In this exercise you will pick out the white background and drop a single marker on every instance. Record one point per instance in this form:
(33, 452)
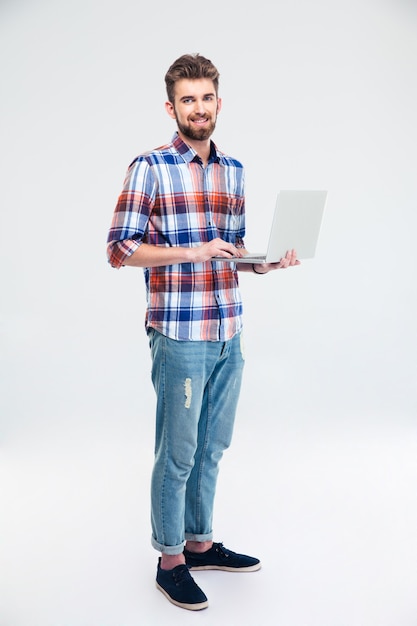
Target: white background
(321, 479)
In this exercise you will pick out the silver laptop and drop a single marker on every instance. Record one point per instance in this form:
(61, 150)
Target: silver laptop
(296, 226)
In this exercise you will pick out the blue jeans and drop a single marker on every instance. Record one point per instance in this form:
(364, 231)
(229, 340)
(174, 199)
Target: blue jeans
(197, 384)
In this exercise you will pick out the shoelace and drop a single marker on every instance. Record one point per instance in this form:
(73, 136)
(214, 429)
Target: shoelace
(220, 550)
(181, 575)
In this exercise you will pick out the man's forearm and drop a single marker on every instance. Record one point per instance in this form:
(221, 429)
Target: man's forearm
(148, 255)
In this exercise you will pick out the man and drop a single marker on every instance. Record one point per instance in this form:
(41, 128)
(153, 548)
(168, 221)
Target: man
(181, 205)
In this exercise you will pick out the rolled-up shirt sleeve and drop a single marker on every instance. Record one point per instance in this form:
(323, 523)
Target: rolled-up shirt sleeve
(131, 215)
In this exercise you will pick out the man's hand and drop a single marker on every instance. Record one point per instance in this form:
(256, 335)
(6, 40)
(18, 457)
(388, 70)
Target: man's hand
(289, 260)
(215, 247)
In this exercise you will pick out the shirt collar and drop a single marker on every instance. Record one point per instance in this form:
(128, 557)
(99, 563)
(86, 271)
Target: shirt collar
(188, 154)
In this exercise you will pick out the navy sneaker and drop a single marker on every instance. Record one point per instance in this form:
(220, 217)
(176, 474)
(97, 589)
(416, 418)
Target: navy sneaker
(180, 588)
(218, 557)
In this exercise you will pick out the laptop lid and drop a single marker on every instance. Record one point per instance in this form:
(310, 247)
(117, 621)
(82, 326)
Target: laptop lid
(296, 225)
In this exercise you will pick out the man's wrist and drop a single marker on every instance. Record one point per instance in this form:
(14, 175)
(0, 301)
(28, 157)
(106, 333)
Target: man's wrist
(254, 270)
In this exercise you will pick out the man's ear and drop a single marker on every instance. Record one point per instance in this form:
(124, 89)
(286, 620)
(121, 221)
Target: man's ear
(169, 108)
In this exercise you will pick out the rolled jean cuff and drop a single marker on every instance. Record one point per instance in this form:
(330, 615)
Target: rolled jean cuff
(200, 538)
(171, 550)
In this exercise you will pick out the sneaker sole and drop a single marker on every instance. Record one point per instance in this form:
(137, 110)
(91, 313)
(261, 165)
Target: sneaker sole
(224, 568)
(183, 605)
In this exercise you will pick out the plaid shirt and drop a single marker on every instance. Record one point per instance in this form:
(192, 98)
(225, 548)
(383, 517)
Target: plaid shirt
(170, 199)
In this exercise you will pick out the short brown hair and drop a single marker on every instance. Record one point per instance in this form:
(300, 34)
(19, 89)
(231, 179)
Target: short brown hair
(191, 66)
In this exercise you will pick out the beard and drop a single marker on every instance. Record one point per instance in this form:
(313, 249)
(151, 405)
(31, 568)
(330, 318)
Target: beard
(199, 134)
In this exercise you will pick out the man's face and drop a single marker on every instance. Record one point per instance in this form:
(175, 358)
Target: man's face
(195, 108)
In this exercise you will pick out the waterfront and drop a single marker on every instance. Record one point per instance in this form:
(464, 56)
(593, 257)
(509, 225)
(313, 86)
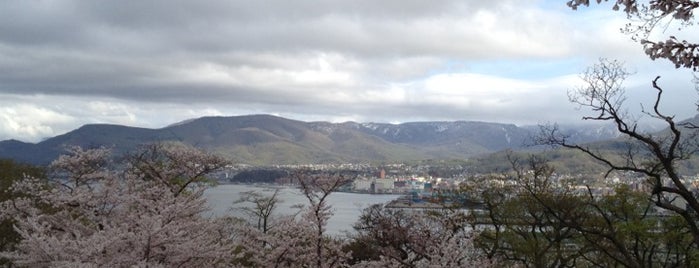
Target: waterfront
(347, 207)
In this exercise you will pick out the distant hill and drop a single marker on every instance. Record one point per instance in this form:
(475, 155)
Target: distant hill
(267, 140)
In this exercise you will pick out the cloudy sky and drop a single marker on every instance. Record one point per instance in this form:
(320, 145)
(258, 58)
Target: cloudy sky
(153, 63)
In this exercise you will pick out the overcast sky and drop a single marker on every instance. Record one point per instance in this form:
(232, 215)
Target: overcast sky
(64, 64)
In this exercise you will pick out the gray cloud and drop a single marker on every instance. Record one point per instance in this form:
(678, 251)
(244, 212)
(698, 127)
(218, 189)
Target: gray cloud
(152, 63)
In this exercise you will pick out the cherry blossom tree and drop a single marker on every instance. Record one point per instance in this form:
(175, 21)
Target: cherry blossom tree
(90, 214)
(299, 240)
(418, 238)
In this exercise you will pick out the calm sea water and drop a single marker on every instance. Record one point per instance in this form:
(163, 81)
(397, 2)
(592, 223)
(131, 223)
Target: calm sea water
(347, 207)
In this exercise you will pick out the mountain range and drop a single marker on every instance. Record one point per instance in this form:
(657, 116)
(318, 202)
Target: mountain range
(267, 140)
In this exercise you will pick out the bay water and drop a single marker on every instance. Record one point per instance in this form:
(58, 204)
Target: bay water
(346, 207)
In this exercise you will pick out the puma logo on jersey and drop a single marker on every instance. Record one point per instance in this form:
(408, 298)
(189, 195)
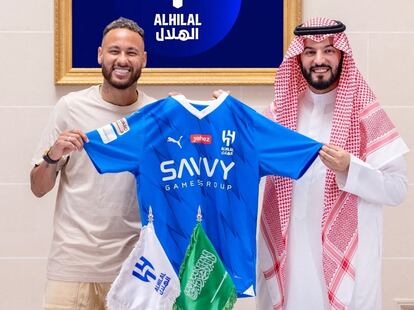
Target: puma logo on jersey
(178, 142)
▬▬▬▬▬▬▬▬▬▬
*Work task*: What is needed is an exact reprint of every entry, pictures excluded.

*Response below*:
In this exercise you will pick out the white background and drop a single marker on every instance. Record one point per instance in this form:
(33, 452)
Target: white background
(321, 479)
In this exercise you will pick out the silver laptop and drop a single marker on every instance. Record one point per instance in this form:
(61, 150)
Target: silver laptop
(296, 226)
In this exercise you will pick out the blue jeans and drop a single marker on every instance. Record one point per instance in this form:
(364, 231)
(229, 340)
(174, 199)
Target: blue jeans
(197, 384)
In this exercise you will pick out the shoelace and drop a single marker on every instance. Record one point per instance in this form:
(73, 136)
(214, 429)
Target: shoelace
(220, 550)
(181, 575)
In this exercise you will pick out the man's forearm and drop a single marker on every instance. Record one point per instance in this form:
(221, 429)
Target: man's forearm
(148, 255)
In this exercise you will pick out the man and drop a single marker on every instance. Record one point per instance in this form:
(41, 128)
(153, 548)
(168, 221)
Target: man
(181, 205)
In this exercise you will pick out the rolled-up shirt sleeve and drop a single marker on every instance. Record one point per instance in this form:
(323, 523)
Target: rolled-up shirt sleeve
(131, 215)
In this exercise you will pick out the man's hand and drop a single marker on every instance. Record one point per instance in this form:
(256, 335)
(6, 40)
(18, 457)
(388, 70)
Target: man's hand
(289, 260)
(215, 247)
In this exercise you will pick out the shirt collar and drop a single marker on every instance. Record one point per instance in this form:
(128, 557)
(99, 563)
(86, 271)
Target: shirt collar
(188, 154)
In this exercise you will pick out the navy sneaker and drop a single marker on every instance. Record one point per instance in this form:
(220, 217)
(176, 474)
(97, 589)
(416, 418)
Target: navy sneaker
(180, 588)
(218, 557)
In this exercise you will pick out the laptop lid and drop a single marker on every instance. Record one point per instance in this form:
(310, 247)
(117, 621)
(82, 326)
Target: laptop lid
(296, 225)
In this exercise you will pick out the man's wrist and drop a single marker on every instance. Record one point per instance in this form:
(14, 175)
(0, 301)
(28, 157)
(106, 333)
Target: man's wrist
(254, 270)
In this exercise you will pick out the man's ear and drop a single marker on every instance. Record one point per instance in this form:
(124, 89)
(286, 620)
(121, 221)
Target: man's ear
(169, 108)
In this exercise you will pick out the rolled jean cuff and drop a single marker on every instance. Record one point per instance in this form:
(330, 615)
Target: rolled jean cuff
(200, 538)
(171, 550)
In this exercise you will pick out the sneaker sole and drop a single marker on every instance. Record one point per instance in this form:
(137, 110)
(91, 313)
(261, 165)
Target: sneaker sole
(224, 568)
(183, 605)
In this exercise you will pick out the plaid shirt and drop a single marker on every instance. Record one point per instance in this form:
(192, 98)
(225, 548)
(383, 517)
Target: plaid shirt
(170, 199)
In this exercise you will pick out the short brown hair and drop a single marker on every instance. Record one point per instance in this form:
(300, 34)
(19, 89)
(231, 179)
Target: short brown hair
(191, 66)
In this exercise you will pick out the beard and drop a single marker on every instance. Record one point per instance in this form:
(313, 249)
(151, 405)
(31, 568)
(330, 318)
Target: beard
(199, 134)
In this exercise you will pick out the man's face and drop a single marker on every instance. Record one point per instance in this form:
(175, 358)
Target: man's face
(195, 108)
In this exercise you will pick out the waterfront and drop a single marker on every instance. Record one point per instance in this form:
(464, 56)
(593, 257)
(509, 225)
(313, 86)
Target: waterfront
(347, 207)
In this exercise you will pick out the distant hill and drop a single marker on every instance. Record one point per instance in this form:
(475, 155)
Target: distant hill
(267, 140)
In this exercise you will pick out the cloudy sky and drop a single marker on every instance. Record one point per instance in this form:
(320, 145)
(258, 58)
Target: cloudy sky
(153, 63)
In this exercise you will pick out the overcast sky and drop a single marker on every instance. Record one point per instance in this form:
(232, 215)
Target: overcast sky
(64, 64)
In this exercise you will pick out the gray cloud and drop a single marker on every instance. Record one point per instance in this form:
(678, 251)
(244, 212)
(698, 127)
(218, 189)
Target: gray cloud
(152, 63)
In this exercise you will pick out the cherry blossom tree and drop a single marker on every instance. Record one point per instance in this form:
(175, 21)
Target: cherry blossom tree
(90, 214)
(299, 240)
(418, 238)
In this exercise you will pick out the calm sea water and drop a single marker on every instance. Record one point per instance in this form:
(163, 81)
(397, 2)
(592, 223)
(131, 223)
Target: calm sea water
(347, 207)
In this exercise you will pick out the mountain range and drop a single marker on every instance. Record one point per instance in this form:
(657, 116)
(318, 202)
Target: mountain range
(267, 140)
In this exercise you will pick out the bay water and drop a single marker on every instance. Record one point per instance in this form:
(58, 204)
Target: bay water
(346, 207)
In this exercise you will pick out the puma logo on jersey and drop a single marker on every instance. Record one point per instance in this form:
(408, 298)
(189, 195)
Target: puma logo on jersey
(178, 142)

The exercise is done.